SET PROBLEM: Locate "Put a marker on every instance of the white and" in the listing below, then output the line holding it and every line after it, exactly and with nothing else.

— START OF SOURCE MATERIAL —

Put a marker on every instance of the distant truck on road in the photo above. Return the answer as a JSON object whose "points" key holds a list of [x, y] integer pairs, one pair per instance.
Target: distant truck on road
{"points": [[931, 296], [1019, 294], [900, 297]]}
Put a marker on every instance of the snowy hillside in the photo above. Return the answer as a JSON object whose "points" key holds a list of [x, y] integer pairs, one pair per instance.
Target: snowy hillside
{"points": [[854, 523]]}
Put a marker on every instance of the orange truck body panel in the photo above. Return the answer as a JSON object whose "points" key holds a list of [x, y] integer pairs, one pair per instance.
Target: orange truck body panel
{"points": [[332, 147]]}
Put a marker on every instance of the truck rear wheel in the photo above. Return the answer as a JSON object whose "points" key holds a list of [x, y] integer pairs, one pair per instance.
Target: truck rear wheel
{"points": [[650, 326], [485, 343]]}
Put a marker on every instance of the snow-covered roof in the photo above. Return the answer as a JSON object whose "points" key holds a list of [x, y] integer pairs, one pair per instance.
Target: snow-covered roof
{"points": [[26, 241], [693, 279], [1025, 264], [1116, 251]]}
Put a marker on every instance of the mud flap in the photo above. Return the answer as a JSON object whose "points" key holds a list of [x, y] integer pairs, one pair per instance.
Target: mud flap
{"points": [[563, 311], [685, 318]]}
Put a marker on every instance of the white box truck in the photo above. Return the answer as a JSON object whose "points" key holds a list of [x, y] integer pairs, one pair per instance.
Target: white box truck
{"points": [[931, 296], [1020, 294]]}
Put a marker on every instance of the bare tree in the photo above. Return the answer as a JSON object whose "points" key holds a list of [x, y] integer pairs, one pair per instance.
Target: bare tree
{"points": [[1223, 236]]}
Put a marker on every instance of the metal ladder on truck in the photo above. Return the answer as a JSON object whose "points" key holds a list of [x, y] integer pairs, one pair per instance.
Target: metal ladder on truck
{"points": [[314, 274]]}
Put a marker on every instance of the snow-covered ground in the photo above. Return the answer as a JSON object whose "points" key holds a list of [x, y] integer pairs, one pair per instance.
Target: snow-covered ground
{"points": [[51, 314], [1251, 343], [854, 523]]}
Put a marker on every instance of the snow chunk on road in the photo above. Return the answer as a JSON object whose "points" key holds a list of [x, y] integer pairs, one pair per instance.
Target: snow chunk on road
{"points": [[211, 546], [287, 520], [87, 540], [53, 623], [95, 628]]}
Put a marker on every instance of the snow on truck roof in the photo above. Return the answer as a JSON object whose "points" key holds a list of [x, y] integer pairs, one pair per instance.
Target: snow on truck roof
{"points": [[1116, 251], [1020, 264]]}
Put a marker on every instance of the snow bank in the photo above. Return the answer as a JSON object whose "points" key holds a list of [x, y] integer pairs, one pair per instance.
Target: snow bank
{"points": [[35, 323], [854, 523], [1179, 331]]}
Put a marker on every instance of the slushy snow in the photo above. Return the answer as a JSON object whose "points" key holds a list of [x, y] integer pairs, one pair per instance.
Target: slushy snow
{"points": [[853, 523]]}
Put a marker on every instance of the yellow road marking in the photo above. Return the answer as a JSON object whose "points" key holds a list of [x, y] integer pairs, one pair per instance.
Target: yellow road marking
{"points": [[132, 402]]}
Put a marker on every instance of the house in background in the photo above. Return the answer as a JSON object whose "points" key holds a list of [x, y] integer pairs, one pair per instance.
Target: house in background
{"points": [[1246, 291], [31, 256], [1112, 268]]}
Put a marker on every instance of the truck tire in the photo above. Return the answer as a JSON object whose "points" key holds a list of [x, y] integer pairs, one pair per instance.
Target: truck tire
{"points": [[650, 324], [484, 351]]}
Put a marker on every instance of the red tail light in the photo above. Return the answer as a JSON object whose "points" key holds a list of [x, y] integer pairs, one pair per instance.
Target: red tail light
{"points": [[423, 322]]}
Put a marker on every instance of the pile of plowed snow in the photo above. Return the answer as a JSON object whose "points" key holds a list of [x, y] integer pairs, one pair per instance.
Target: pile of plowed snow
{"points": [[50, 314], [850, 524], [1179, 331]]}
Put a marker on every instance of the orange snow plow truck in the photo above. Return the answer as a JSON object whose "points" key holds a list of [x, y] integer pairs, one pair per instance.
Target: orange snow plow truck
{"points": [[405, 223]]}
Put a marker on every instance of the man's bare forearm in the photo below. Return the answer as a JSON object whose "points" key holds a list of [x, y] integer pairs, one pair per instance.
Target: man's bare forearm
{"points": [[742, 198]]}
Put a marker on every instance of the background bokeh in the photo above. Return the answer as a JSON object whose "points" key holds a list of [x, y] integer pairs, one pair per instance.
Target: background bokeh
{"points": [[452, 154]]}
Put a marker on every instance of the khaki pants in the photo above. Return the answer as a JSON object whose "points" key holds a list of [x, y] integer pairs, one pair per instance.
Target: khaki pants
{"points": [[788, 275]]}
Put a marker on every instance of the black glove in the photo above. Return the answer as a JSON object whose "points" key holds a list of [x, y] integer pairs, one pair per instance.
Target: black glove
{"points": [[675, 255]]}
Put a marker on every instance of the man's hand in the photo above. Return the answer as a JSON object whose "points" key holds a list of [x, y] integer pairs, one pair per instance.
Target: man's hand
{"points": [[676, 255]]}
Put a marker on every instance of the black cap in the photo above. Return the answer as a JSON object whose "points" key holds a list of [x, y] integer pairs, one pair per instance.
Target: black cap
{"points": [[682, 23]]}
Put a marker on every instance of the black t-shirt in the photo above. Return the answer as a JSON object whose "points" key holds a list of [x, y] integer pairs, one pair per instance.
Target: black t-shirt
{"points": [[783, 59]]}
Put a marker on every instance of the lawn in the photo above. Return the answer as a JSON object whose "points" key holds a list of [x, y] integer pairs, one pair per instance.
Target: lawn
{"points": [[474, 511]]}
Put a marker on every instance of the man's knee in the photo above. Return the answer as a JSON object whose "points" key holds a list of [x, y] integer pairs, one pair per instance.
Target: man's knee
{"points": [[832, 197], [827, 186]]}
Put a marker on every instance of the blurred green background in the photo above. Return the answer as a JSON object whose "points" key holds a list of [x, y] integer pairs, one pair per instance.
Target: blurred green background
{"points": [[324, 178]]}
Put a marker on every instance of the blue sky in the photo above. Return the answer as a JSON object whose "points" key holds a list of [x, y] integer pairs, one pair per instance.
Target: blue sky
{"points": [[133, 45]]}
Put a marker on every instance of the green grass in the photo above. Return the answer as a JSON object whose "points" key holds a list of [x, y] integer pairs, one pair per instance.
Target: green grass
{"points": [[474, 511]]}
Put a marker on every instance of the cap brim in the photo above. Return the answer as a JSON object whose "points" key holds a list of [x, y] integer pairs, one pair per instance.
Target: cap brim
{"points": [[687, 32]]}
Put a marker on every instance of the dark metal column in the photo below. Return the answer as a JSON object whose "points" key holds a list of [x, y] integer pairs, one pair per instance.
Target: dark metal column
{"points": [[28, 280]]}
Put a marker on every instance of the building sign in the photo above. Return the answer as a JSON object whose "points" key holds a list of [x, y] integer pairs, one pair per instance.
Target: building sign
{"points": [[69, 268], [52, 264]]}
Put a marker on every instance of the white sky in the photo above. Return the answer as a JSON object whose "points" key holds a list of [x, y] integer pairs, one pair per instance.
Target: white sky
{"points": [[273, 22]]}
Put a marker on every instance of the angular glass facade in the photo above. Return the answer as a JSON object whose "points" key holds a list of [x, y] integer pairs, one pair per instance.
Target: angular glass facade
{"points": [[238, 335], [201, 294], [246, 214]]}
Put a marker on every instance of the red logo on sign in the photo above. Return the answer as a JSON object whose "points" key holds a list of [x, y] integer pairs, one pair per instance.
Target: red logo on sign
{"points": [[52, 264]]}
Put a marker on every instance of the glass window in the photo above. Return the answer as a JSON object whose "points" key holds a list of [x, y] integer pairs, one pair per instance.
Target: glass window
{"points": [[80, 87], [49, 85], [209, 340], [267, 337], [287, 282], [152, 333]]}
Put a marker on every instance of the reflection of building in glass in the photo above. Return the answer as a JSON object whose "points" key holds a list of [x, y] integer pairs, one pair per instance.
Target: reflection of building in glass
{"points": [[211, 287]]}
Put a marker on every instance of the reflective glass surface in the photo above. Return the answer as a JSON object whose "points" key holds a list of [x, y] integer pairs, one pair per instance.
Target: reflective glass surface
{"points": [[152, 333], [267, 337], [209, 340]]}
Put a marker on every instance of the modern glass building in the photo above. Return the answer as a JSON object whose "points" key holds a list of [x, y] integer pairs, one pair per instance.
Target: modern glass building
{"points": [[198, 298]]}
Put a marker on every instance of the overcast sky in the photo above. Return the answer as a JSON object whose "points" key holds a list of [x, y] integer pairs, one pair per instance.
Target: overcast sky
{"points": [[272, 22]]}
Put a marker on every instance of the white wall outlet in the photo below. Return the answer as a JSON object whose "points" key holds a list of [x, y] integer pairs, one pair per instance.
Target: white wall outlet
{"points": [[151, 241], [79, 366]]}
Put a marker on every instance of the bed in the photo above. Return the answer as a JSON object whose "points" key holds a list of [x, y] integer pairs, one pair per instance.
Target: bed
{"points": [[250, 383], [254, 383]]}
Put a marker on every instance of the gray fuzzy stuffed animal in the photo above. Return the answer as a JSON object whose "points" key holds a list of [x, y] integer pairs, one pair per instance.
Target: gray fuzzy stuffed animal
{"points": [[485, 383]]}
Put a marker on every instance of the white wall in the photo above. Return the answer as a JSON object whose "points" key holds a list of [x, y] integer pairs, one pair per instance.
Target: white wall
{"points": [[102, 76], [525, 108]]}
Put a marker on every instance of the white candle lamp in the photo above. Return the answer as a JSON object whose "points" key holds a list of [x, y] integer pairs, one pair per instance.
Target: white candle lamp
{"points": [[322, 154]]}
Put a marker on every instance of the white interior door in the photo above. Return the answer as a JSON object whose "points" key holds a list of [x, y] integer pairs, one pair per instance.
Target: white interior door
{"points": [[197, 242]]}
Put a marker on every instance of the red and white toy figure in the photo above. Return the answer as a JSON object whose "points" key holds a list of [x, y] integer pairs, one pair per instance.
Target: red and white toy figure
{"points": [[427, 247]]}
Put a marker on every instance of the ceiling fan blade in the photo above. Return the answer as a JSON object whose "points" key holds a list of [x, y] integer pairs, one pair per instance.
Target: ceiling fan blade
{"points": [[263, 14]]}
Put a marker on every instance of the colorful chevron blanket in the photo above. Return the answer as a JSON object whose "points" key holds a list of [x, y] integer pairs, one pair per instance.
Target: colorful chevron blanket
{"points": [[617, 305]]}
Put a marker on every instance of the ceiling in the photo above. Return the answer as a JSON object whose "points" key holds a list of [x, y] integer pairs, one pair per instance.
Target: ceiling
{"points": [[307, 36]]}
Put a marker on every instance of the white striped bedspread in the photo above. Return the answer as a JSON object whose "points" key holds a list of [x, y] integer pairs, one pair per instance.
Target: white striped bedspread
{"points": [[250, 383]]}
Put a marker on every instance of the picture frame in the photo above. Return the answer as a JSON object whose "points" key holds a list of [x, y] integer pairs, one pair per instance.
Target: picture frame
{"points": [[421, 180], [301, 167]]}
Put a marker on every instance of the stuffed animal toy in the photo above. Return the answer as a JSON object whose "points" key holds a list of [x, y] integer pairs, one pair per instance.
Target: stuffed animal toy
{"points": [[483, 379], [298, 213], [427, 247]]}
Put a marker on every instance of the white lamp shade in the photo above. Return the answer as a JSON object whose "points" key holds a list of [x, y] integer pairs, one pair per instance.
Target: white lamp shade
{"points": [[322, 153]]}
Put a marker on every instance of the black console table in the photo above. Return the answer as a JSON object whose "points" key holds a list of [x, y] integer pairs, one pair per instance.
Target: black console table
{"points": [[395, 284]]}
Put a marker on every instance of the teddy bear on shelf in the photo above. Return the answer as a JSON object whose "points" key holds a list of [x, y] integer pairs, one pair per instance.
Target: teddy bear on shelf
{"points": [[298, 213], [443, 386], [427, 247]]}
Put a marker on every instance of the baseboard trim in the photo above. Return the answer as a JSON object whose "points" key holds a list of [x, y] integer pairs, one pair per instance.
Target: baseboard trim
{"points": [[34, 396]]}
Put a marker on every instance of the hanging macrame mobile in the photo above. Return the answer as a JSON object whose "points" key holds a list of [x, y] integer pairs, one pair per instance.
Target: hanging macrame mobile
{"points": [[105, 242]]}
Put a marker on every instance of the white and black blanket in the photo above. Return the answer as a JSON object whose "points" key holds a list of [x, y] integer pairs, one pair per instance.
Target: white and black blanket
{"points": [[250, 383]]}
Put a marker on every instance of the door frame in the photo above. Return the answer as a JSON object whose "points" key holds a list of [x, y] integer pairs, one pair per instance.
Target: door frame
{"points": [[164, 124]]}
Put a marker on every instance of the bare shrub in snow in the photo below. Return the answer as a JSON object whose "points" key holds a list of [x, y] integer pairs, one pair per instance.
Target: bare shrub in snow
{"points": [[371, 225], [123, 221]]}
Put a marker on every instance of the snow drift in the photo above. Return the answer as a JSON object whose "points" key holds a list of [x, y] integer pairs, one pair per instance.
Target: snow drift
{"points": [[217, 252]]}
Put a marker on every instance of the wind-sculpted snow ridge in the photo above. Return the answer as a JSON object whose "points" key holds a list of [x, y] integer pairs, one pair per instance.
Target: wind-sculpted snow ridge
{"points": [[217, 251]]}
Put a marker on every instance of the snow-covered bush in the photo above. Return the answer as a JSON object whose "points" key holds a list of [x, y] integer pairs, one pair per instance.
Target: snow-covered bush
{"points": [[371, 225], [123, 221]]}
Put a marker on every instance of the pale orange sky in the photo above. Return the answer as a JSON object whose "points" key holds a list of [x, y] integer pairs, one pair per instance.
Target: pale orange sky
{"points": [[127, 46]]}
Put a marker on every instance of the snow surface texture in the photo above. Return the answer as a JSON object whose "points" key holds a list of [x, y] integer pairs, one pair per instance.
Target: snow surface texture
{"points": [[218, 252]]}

— END OF SOURCE MATERIAL —

FINISHED ANSWER:
Put a marker on every instance of the white and black blanket in the photo above. Return the answer as a JSON object whose "points" key holds a list of [x, y] integer pairs, one pair per instance.
Target: white and black blanket
{"points": [[250, 383]]}
Put a marker on every instance of the door frame in the photo above. Return the answer as a JSON object whose "points" key holds a list of [x, y] integer pairs, one pair per instance.
Target: door frame
{"points": [[164, 124]]}
Put a marker on every instance of the bare shrub in snow in the photo below. Return the answer as a JSON object whose "points" key holds a list of [x, y] integer pairs, one pair per instance.
Target: bare shrub in snow
{"points": [[371, 225], [123, 221]]}
Put a marker on every instance of the snow drift in the photo above. Return the answer as a JSON object whose "points" key holds a list of [x, y] integer pairs, one pair per instance.
Target: snow drift
{"points": [[217, 252]]}
Put a marker on every instance of the wind-sculpted snow ridge in the photo above. Return the answer as a JSON object whose "points" key holds a list of [x, y] integer pairs, one pair per instance.
Target: wind-sculpted snow ridge
{"points": [[217, 251]]}
Put a marker on every instance of the snow-covered bush in the photo above. Return the answer as a JSON object whose "points" key holds a list of [x, y] integer pairs, one pair per instance.
Target: snow-covered bush
{"points": [[371, 225], [123, 221]]}
Put a marker on every instance of the pale orange sky in the photo above. Return the answer as a JSON object whose "points" key holds a list of [x, y] integer pairs, one pair per instance.
Target: pale orange sky
{"points": [[127, 46]]}
Put a marker on every instance of the snow surface texture in the photo above. Return the answer as a JSON object whose "points" key holds a list of [x, y] integer pairs, one pair per instance.
Target: snow surface texture
{"points": [[218, 252]]}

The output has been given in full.